* Selected excerpt *
# # #

Melanie McDonagh Melanie McDonagh

Why has Boris closed the churches?

Photo by OLI SCARFF/AFP via Getty Images

This morning, my son, who’s 17, was turned away from our local church. The designated spaces for people attending mass were full. He tried to book online at the church down the road – they were full too (and last week they turned my daughter away). It was too late to make an online booking for the lunchtime mass at the London Oratory, but the reservations system for the tea-time mass was still open, so he’s booked that, on a system that hilariously resembles the booking system for a commercial theatre, except that it concludes, which they don’t, with God Bless You.

I say this not to expose my failings as a parent in not getting my offspring off to mass early, but to make clear the extent of the self-regulation that the churches are imposing in order to comply with government regulations. You must, moreover, give your details when you turn up, for the track and trace system.

# # #

* Questions *
1. In the article on church closures, why does the writer describe her son being turned away from mass? Explain in one to three sentences.
2. According to the article on church closures, for which mass did the writer's son manage to make a booking at the London Oratory?

* Data excerpts *

# # #

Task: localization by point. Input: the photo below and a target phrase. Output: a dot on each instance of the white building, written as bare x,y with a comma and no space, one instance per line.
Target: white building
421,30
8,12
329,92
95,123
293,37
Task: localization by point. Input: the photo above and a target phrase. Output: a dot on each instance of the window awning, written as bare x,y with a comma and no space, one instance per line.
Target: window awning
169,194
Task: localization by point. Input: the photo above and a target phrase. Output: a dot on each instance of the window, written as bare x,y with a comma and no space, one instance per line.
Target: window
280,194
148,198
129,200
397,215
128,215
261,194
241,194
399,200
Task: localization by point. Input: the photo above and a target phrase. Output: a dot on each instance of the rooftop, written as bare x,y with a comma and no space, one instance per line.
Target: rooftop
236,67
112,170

# # #

* Replies *
1. She says it is not to expose her failings as a parent. It is to make clear the extent of the self-regulation the churches are imposing to comply with government regulations.

2. He booked the tea-time mass.